An exact transcription of every entry is required, with the images left out.

Natural language region descriptions
_ _ _ _
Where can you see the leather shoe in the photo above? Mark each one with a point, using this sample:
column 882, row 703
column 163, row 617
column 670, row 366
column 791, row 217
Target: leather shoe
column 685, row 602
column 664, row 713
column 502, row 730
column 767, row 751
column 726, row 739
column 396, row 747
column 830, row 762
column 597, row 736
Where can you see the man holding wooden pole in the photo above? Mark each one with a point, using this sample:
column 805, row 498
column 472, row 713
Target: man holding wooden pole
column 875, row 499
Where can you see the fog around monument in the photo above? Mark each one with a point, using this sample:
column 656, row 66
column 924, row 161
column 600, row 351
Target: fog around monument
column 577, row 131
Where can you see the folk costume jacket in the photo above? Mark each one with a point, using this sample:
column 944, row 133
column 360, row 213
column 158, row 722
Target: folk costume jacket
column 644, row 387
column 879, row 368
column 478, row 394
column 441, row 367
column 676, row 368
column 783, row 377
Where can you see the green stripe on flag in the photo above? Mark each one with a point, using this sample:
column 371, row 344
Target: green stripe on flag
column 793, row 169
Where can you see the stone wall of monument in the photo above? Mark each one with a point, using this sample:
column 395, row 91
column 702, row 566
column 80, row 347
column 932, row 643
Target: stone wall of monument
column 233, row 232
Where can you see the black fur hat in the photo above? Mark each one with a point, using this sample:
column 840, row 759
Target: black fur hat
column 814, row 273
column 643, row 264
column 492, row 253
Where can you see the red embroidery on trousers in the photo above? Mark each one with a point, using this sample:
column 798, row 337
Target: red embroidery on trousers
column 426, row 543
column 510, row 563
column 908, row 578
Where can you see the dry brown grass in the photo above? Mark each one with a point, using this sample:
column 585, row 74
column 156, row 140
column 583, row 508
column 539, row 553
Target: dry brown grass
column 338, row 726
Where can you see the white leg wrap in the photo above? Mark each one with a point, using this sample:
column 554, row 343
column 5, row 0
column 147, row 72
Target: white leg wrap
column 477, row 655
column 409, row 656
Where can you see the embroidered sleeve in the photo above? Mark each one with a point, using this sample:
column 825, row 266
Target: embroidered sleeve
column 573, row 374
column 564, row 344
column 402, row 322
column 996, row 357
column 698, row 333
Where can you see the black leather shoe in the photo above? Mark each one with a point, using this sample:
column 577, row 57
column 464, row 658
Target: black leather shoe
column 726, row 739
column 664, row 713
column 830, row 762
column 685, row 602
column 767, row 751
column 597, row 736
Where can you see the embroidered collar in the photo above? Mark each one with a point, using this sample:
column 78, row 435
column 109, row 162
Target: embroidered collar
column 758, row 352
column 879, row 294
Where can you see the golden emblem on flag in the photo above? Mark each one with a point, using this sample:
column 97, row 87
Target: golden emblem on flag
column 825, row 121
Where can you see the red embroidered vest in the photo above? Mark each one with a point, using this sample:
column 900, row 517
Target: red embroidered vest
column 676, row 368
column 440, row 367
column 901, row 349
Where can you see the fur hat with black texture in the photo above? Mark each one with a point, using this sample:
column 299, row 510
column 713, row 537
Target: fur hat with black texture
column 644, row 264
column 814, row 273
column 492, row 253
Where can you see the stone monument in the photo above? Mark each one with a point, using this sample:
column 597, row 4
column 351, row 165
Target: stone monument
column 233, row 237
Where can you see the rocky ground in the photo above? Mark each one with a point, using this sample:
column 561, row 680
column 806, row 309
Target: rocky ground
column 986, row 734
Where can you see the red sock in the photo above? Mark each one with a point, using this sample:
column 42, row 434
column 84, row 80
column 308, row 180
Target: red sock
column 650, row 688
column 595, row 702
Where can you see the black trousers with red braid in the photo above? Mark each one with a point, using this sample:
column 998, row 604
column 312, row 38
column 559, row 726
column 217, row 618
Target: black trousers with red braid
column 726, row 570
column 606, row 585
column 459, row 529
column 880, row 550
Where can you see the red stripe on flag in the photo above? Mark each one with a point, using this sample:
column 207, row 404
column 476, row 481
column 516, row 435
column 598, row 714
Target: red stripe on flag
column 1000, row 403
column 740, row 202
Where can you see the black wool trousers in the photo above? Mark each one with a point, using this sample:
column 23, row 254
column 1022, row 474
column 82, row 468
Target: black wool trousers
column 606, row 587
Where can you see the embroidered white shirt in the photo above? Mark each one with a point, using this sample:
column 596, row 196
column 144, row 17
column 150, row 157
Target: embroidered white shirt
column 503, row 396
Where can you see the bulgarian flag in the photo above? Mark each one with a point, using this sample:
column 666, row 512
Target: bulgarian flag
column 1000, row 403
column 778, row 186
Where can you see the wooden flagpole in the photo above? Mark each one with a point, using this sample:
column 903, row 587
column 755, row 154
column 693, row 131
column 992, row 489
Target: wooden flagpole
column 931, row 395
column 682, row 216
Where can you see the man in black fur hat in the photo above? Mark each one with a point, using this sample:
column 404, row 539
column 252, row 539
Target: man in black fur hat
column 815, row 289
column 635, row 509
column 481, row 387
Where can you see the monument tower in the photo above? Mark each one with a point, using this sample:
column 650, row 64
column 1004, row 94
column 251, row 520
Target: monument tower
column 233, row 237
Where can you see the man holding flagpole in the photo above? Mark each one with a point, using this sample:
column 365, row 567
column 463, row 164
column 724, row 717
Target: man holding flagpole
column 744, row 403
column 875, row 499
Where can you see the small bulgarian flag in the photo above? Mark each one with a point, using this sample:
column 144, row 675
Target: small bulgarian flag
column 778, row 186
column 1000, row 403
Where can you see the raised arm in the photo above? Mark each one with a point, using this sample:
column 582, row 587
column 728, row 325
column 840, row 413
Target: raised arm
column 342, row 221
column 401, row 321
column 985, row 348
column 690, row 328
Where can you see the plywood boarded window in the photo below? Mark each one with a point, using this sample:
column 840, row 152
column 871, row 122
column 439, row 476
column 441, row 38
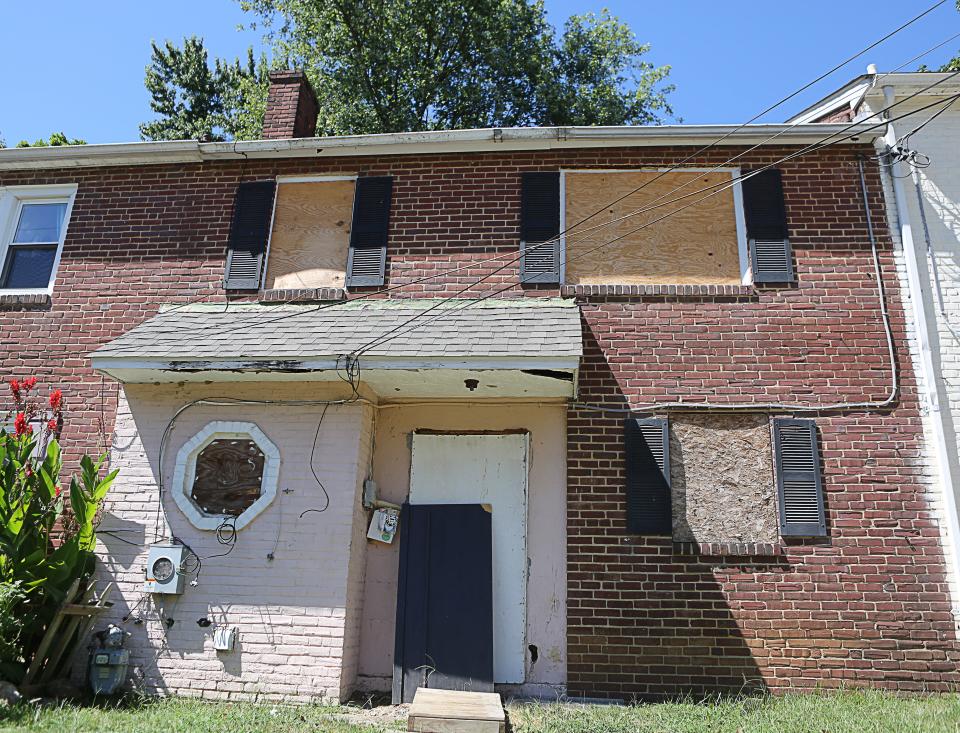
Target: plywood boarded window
column 311, row 234
column 696, row 246
column 722, row 478
column 229, row 476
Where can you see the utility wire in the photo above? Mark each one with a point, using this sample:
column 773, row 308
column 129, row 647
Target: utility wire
column 826, row 142
column 728, row 134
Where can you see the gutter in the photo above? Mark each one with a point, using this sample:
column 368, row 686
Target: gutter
column 488, row 140
column 929, row 393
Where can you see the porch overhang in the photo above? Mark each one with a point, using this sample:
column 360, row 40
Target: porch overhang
column 525, row 348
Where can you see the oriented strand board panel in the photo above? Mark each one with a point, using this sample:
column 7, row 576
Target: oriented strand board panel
column 450, row 711
column 695, row 246
column 721, row 471
column 311, row 235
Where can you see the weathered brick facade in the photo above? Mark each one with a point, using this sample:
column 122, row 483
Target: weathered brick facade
column 869, row 605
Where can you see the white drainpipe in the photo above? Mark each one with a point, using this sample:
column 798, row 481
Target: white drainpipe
column 929, row 394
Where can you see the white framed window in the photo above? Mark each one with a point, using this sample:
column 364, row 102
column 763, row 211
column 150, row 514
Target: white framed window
column 33, row 227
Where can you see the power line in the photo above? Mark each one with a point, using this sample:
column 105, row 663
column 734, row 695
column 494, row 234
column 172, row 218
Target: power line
column 397, row 331
column 725, row 136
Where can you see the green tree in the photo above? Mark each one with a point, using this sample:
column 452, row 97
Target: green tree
column 402, row 65
column 56, row 139
column 953, row 64
column 195, row 101
column 399, row 65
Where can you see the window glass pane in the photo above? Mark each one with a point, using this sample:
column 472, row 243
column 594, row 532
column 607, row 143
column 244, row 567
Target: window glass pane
column 29, row 267
column 40, row 223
_ _ _ _
## Your solution
Where can you see the leather shoe in the photo above? Mark each one with a point, using this sample:
column 882, row 703
column 163, row 617
column 670, row 366
column 791, row 217
Target: leather shoe
column 685, row 602
column 664, row 713
column 502, row 730
column 767, row 751
column 726, row 739
column 396, row 747
column 830, row 762
column 597, row 736
Where can you see the man holding wooden pole in the photo above? Mark each one with a point, using this sample:
column 805, row 498
column 472, row 713
Target: man holding wooden pole
column 875, row 499
Where can you see the fog around monument in the photo above? Mark each one with a point, using this sample:
column 656, row 66
column 924, row 161
column 600, row 351
Target: fog around monument
column 577, row 131
Where can you see the folk costume jacket in the photo above? Mark each one with a point, using this sample:
column 944, row 133
column 360, row 213
column 158, row 722
Target: folk costume jacket
column 644, row 387
column 879, row 368
column 478, row 394
column 441, row 367
column 676, row 368
column 783, row 377
Where can you see the green stripe on flag in the photo above? Mark each one with a point, using this sample:
column 371, row 344
Target: green stripe on flag
column 793, row 169
Where can you see the stone wall of monument in the photo above? Mark each one with a point, using this sample:
column 395, row 91
column 702, row 566
column 80, row 347
column 932, row 643
Target: stone wall of monument
column 233, row 232
Where can you see the black fur hat in the photo above? Mark each one with a point, using this sample:
column 840, row 759
Target: black fur hat
column 814, row 273
column 643, row 264
column 492, row 253
Where can you see the red embroidery on trousers in the photo above? Mark each one with a point, using this sample:
column 798, row 337
Target: red embroidery on trousers
column 426, row 543
column 510, row 563
column 908, row 578
Where can you see the dry brown grass in the photo above? Mark each one with a point, using this sample:
column 585, row 74
column 156, row 140
column 583, row 508
column 539, row 553
Target: dry brown grass
column 338, row 726
Where can you see the white leg wrap in the photo above? Mark each one with a point, using this sample:
column 554, row 343
column 5, row 0
column 147, row 72
Target: white leg wrap
column 477, row 655
column 409, row 656
Where can you see the embroidered sleeve in the photo above? Mark each one with a point, using this sample:
column 825, row 266
Target: embroidered sleeve
column 573, row 374
column 564, row 344
column 402, row 322
column 996, row 357
column 698, row 333
Where can you see the black leather shoe in the photo above? Mark each one with a point, using this sample:
column 577, row 57
column 464, row 658
Target: black leather shoe
column 726, row 739
column 664, row 713
column 830, row 762
column 685, row 602
column 767, row 751
column 597, row 736
Where can you see the embroidered collar in the photo above? Mark each one with a point, using this sample:
column 78, row 435
column 109, row 162
Target: embroidered collar
column 758, row 352
column 879, row 294
Where can you see the golden emblem on flag in the photo above? Mark each one with a point, using this sample:
column 97, row 87
Target: golden emblem on flag
column 825, row 121
Where can you see the red embroidered vest in the photo above? Mark each one with a point, using this sample:
column 900, row 517
Target: red embroidered vest
column 676, row 368
column 440, row 367
column 901, row 349
Where can you see the fur hat with black texture in the photo above? Mark each one with a point, using this sample:
column 299, row 510
column 713, row 537
Target: fur hat with black texture
column 644, row 264
column 814, row 273
column 492, row 253
Where can you see the stone monument in the photo above? Mark each one with a point, using this sample:
column 597, row 4
column 351, row 165
Target: stone monument
column 233, row 237
Where can you see the rocky ground in the photo above? Mark each one with a point, using this sample:
column 561, row 680
column 806, row 309
Target: rocky ground
column 986, row 734
Where can you see the red sock in the photo above? Mark each one with a point, using this sample:
column 42, row 434
column 84, row 80
column 308, row 180
Target: red sock
column 650, row 688
column 595, row 702
Where can you see the black trousers with red braid in the photo above? Mark each one with a point, using this sample:
column 998, row 604
column 312, row 38
column 559, row 726
column 217, row 618
Target: black trousers with red braid
column 726, row 570
column 606, row 585
column 459, row 529
column 880, row 550
Where can you see the red stripe on flag in the photo above? Mark each one with a point, using this sample:
column 207, row 404
column 476, row 481
column 516, row 435
column 598, row 714
Target: red stripe on flag
column 1000, row 403
column 740, row 202
Where can you see the black wool trousers in the photo above? Mark each one with a point, using this sample:
column 23, row 254
column 1022, row 474
column 82, row 468
Target: black wool trousers
column 606, row 587
Where can you see the embroidered white shirt in the photo above? Mark each one with a point, using this sample:
column 596, row 196
column 144, row 17
column 150, row 157
Target: embroidered white shirt
column 503, row 396
Where can you see the bulgarian flag in the photo above? Mark each one with a point, using this sample:
column 666, row 512
Target: bulgarian flag
column 1000, row 403
column 778, row 186
Where can you see the wooden flagpole in the photo above? Mark each one with a point, using this sample:
column 903, row 587
column 755, row 154
column 693, row 131
column 992, row 489
Target: wooden flagpole
column 931, row 395
column 682, row 216
Where can you see the man in black fur hat in the photo above? Mark each one with a point, using this sample:
column 404, row 539
column 252, row 539
Target: man in black fur hat
column 815, row 289
column 635, row 509
column 481, row 387
Where can you see the monument tower in the photo above? Mark each one with a point, using this sample:
column 650, row 64
column 1004, row 94
column 251, row 520
Target: monument tower
column 233, row 237
Where can you see the man holding flagpole in the photo above? Mark each one with a point, using this sample:
column 365, row 567
column 463, row 164
column 724, row 717
Target: man holding flagpole
column 744, row 403
column 875, row 499
Where can you see the small bulgarian flag in the photo above? Mark each one with a point, using this sample:
column 144, row 675
Target: small bulgarian flag
column 778, row 186
column 1000, row 403
Where can you see the raised arm in the photo above? Mark each one with a point, using this sample:
column 582, row 587
column 728, row 325
column 840, row 413
Target: raised arm
column 342, row 221
column 401, row 321
column 985, row 348
column 690, row 328
Where can you see the plywood boarded window in the photo below? Mark each one with a point, using this sample:
column 840, row 152
column 871, row 122
column 439, row 476
column 441, row 38
Target: plywood boarded window
column 311, row 234
column 696, row 246
column 722, row 478
column 229, row 476
Where can you see the utility wire in the photo above? Mark each one with a point, using this sample:
column 773, row 308
column 129, row 647
Target: utility wire
column 826, row 142
column 728, row 134
Where can you see the gutter in the photo above? Mark each one with a point, using this sample:
column 368, row 686
Target: gutter
column 488, row 140
column 929, row 393
Where can you see the porch overhang in the photo above? Mark each one with a point, using this sample:
column 360, row 40
Target: porch overhang
column 525, row 348
Where can you see the oriented strand board panel in the photo above? Mark each one with a point, using this sample:
column 7, row 576
Target: oriented strand board panel
column 450, row 711
column 695, row 246
column 721, row 471
column 311, row 235
Where can you see the weathered brick facade in the photo above? Mark each one with a point, using this sample:
column 122, row 483
Target: weathered brick facade
column 869, row 605
Where can you see the white drainpipe in the photo above? Mark each one with a point, using this sample:
column 798, row 481
Target: white drainpipe
column 929, row 394
Where can you see the white framed window in the photo above? Mark each one with a point, using this sample:
column 364, row 102
column 763, row 211
column 150, row 514
Target: white framed window
column 33, row 227
Where can you see the power line in the photo above? Mark each one with a point, using this sample:
column 105, row 663
column 734, row 695
column 494, row 234
column 172, row 218
Target: power line
column 397, row 331
column 725, row 136
Where can you see the green tree in the photo above? Mark each one with a point, using this sample:
column 452, row 97
Target: green tree
column 402, row 65
column 56, row 139
column 953, row 64
column 195, row 101
column 399, row 65
Where can you see the window glass pane in the photo above? Mark each one with a point, using this sample:
column 472, row 243
column 594, row 532
column 607, row 143
column 244, row 567
Target: window glass pane
column 29, row 267
column 40, row 223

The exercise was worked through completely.